Evolution shouldn't be taught in schools if creationism isn't allowed
Ken Schalfley, Midland Daily News
06/04/2006
There have been several recent letters to the editor concerning the teaching of evolution and creationism in the public school curriculum. Proponents of evolution say it is based upon scientific evidence and creationism is not, therefore, creationism should not be taught. I would ask those who favor only evolution to consider the following questions derived from the Discovery Institute in Seattle concerning recognized icons of evolution.
Why do textbooks claim that the 1953 Miller-Urey experiment shows how life's building blocks may have formed on Earth, when conditions on the early Earth were probably nothing like those used in the experiment, and the origin of life remains a mystery?
Why don't textbooks discuss the Cambrian explosion, in which all major animal groups appear together in the fossil record fully formed instead of branching from a common ancestor, thus contradicting the evolutionary tree of life?
Why do textbooks use drawings of similarities in vertebrate embryos as evidence for common ancestry, even though biologists have known for over a century that vertebrate embryos are not most similar in their early stages, and that the drawings are faked?
Why do textbooks portray the archaeopteryx as the missing link between dinosaurs and modern birds even though modern birds are probably not descended from it, and its supposed ancestors do not appear until millions of years after it?
Why do textbooks use pictures of peppered moths camouflaged on tree trunks as evidence for natural selection, when biologists have known since the 1980s that the moths don't normally rest on tree trunks, and that all the pictures have been staged?
Why do the textbooks claim that beak changes in Galapagos finches during a severe drought can explain the origin of species by natural selection, even though the changes were reversed after the drought ended and no net evolution occurred?

→ Data
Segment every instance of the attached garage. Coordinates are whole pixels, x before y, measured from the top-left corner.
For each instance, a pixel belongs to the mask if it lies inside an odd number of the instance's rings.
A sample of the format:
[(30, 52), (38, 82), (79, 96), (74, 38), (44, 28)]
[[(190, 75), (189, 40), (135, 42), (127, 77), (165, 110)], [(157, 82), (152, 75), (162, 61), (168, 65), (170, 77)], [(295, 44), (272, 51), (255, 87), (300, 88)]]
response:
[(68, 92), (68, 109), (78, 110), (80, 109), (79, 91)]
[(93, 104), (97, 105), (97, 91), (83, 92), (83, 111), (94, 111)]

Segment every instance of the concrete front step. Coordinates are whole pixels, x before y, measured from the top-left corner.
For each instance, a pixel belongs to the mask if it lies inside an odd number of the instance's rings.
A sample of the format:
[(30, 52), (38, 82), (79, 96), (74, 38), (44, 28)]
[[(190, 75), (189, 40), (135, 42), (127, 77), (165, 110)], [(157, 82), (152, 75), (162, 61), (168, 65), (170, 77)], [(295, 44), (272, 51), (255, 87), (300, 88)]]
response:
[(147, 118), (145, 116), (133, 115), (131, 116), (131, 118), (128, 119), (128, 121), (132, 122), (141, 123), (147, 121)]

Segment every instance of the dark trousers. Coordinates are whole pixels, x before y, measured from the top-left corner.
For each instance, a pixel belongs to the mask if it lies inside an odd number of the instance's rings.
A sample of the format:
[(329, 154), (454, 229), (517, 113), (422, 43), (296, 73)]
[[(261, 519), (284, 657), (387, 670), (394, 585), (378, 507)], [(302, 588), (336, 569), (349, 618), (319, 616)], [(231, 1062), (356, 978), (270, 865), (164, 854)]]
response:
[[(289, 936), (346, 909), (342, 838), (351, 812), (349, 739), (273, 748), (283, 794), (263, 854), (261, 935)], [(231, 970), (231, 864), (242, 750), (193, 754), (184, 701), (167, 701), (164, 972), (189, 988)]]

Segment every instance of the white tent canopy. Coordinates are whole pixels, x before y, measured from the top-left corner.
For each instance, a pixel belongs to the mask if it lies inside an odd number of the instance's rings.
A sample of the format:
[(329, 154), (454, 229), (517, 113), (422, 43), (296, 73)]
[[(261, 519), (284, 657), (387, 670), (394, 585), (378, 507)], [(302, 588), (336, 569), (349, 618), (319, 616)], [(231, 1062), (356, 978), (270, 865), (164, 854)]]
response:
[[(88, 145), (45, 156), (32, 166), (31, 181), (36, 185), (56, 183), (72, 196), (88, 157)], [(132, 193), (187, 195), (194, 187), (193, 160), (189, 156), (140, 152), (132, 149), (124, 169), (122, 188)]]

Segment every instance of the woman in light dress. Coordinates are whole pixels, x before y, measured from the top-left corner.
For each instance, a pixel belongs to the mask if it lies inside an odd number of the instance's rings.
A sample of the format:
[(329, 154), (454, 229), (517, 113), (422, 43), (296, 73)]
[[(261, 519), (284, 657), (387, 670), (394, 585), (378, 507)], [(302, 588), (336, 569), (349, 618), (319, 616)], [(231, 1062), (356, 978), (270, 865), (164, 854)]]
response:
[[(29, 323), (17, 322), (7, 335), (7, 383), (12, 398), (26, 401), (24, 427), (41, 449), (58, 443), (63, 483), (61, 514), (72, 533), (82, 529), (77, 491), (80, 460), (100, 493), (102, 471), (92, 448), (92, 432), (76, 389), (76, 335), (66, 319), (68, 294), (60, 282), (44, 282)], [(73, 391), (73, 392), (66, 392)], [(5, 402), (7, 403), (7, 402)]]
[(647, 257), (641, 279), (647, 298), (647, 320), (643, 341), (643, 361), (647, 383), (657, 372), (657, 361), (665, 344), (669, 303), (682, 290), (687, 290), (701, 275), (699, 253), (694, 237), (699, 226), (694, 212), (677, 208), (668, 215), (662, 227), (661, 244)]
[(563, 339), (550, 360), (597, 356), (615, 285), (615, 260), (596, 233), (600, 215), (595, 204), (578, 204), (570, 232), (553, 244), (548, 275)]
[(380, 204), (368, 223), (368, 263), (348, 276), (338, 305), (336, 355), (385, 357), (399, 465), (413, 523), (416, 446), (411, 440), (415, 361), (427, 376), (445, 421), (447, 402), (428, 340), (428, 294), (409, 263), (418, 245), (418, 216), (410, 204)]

→ What to do
[1] In the letter on teaching evolution, what reason do proponents of evolution give for keeping creationism out of schools?
[2] Write the next part of the letter on teaching evolution, picking up after its last sentence.
You can set the records aside; they play no part in this exercise.

→ Answers to the exercise
[1] They say evolution is based on scientific evidence and creationism is not. For that reason, they hold that creationism should not be taught.

[2]
Why do textbooks use fruit flies with an extra pair of wings as evidence the DNA mutations can supply raw materials for evolution even though the extra wings have no muscles and these disabled mutants cannot survive outside the laboratory?
Why are artists' drawings of apelike humans used to justify claims that we are just animals --when fossil experts cannot even agree on who our supposed ancestors were or what they looked like?
Perhaps the most important question to be asked is why are students told that Darwin's theory of evolution is a scientific fact, even though many of its claims are based upon misrepresentations of the facts?
I have always been under the impression that Darwin's theory of evolution is just that -- a theory. Darwin himself, in his work, Origin of Species, said, "For I am well aware that scarcely a single point is discussed in the volume on which facts cannot be adduced, often apparently leading to conclusions directly opposite to those at which I arrived."
Reflecting on his work near the end of his life, Darwin stated, "I was a young man with unformed ideas. I threw out queries, suggestions, wondering all the time over everything; and to my astonishment the ideas took like wildfire. People made a religion of them." I find it interesting that Darwin compares his work as a religion to those who reveled his work. Based upon what he said, if other concepts such as creationism should not be allowed in the public schools, neither should the theory of evolution.
Is Darwin's theory of evolution worthy of discussion and investigation? Of course. Should it be given scientific law status? More conclusive evidence needs to come forth before that can ever happen, which appears unlikely, since some of the critical "evidence" for evolution has had to be altered. For more indepth information, get a copy of "Icons of Evolution: Science or Myth?," authored by Jonathan Wells.
Since education is to be a quest for learning, it is proper to investigate any queries to creation. Our Forefathers would approve, why can't we?